Region annotation entries
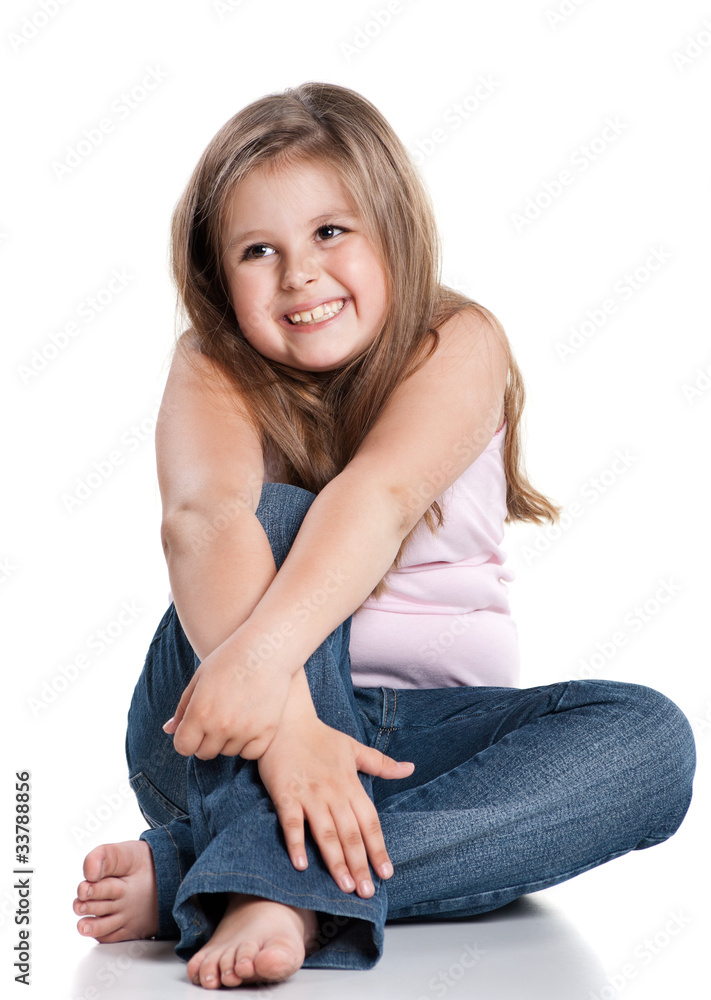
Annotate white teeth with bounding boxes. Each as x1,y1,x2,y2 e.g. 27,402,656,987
286,299,346,323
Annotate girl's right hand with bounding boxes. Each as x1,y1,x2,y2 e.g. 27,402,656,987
258,716,415,898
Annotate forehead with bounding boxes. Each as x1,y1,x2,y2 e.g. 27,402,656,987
224,160,357,239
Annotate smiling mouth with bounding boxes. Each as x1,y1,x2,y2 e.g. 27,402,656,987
285,299,346,326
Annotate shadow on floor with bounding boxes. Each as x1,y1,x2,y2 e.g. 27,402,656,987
72,897,609,1000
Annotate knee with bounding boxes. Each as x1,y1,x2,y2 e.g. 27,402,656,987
256,483,316,569
579,681,696,847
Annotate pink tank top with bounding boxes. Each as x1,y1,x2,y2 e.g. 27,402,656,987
350,422,520,688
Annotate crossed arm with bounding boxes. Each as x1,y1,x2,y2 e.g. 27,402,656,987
156,311,507,895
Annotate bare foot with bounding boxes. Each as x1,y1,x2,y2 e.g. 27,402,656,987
74,840,158,944
188,893,318,990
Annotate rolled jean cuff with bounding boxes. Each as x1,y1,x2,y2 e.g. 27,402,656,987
173,815,387,970
138,820,193,941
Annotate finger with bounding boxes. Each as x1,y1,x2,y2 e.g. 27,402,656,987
274,792,309,871
193,733,225,760
352,786,393,878
173,716,206,757
163,674,197,734
330,803,375,899
304,803,356,892
351,737,415,778
239,730,276,760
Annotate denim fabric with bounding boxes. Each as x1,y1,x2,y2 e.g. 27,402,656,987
126,483,695,969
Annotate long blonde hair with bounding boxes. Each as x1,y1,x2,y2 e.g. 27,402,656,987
171,83,561,598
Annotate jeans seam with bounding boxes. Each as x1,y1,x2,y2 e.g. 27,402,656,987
183,871,378,919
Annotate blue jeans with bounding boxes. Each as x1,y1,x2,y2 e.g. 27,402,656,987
126,483,695,969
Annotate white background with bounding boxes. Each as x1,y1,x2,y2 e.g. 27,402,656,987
0,0,711,1000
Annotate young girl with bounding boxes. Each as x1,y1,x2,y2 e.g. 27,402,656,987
74,83,695,989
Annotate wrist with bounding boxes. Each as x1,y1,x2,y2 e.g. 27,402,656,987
224,618,302,678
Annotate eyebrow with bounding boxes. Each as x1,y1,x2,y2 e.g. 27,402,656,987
226,208,356,250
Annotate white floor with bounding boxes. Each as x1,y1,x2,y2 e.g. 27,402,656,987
34,807,711,1000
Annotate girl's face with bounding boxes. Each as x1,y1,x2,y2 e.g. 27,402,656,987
223,161,387,372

[OBJECTIVE] Revise the records by swapping every "Annotate" for "Outline" and changing nothing else, and leave the pictures out of your answer.

[TASK RESULT]
Outline white teeth with bounding boxes. Each as x1,y1,x2,y2 e.g. 27,402,656,987
286,299,346,323
Outline girl's right hand with bounding boxes. Each as x1,y1,x2,y2 e.g. 27,402,656,987
258,716,415,898
Outline forehead with bounding boxes. Each as x1,y1,x2,y2 e.g. 27,402,656,987
224,160,357,239
Outline smiling mouth with bounding boxes. Each as x1,y1,x2,y2 e.g. 27,402,656,987
285,299,346,326
Outline shadow on floor with bounding boxes. Each as x1,y1,x2,y2 e.g. 27,402,656,987
72,897,609,1000
Outline knee with bounding boxes. Each as x1,y1,x2,y2 e.g. 27,402,656,987
256,483,316,569
579,681,696,847
Outline pink tank top with bounding boxes. Each as x1,y1,x2,y2 e.g. 27,402,656,987
350,422,520,688
Outline crossed arm with bounding boxes. Each as x1,y1,x2,y2 e.g. 27,402,656,987
156,311,507,895
Outline bare foot with bounding boxes. Each as x1,y1,x2,y2 e.g. 27,402,656,987
74,840,158,944
188,893,318,990
Outline rolled jean cuff with bounding boxes. Each as x1,y1,x2,y2 e.g. 27,402,656,987
173,815,387,970
138,820,193,941
Outline finger with bounding boxes. Each as x1,y1,x2,y2 e.g. 27,402,656,987
274,792,309,871
193,733,225,760
352,786,393,878
173,716,206,757
163,674,197,734
330,803,375,899
304,803,356,892
351,737,415,778
239,730,276,760
Outline denim fabric with bounding boxes. Each as x1,y1,x2,y2 e.g. 27,402,656,987
126,483,695,969
Outline long blonde hair with bounding boxes. Each as x1,y1,x2,y2 e.g. 27,402,656,987
171,83,561,598
Outline jeans seam with bounding boxes. Each as x1,y1,x2,y2 e.g. 27,402,656,987
183,871,378,919
Outline blue jeans with bounding boxes. Each as x1,y1,x2,y2 e.g. 27,402,656,987
126,483,695,969
Outline white background with bounding boxes. Each as x1,y1,x2,y2 e.g. 27,402,656,987
0,0,711,1000
Outline young girl with bounding boxes. Each as x1,y1,x2,y2 e.g. 27,402,656,987
74,83,695,989
Outline wrist with bounding boxes. Each as x1,y1,x2,y2 e.g. 27,402,656,987
224,618,302,678
Outline eyebrow with bounding boxes. Each as x1,y1,x2,y2 e.g. 27,402,656,987
226,208,356,250
Outline white floor with bounding boxes. Each as x1,y1,x2,y2 e.g. 27,402,656,987
34,807,711,1000
Outline girl's face with bounding boxes. Each as x1,y1,x2,y2 e.g. 27,402,656,987
223,161,387,372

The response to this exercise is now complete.